◆ THE INPUT:

'''

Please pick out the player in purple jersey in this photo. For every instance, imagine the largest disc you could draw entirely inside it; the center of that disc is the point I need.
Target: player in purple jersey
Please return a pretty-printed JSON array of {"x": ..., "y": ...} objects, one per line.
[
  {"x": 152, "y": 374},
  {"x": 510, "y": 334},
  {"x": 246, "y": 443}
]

'''

◆ BRIEF: Quote all of the lines above word for word, with nothing changed.

◆ SOLUTION TO THIS EXERCISE:
Please pick out the player in purple jersey in this photo. For every instance, imagine the largest disc you could draw entirely inside it; the center of that disc is the point I need.
Target: player in purple jersey
Please return a pretty-printed JSON array of {"x": ..., "y": ...} objects, one per line.
[
  {"x": 152, "y": 374},
  {"x": 510, "y": 334},
  {"x": 246, "y": 443}
]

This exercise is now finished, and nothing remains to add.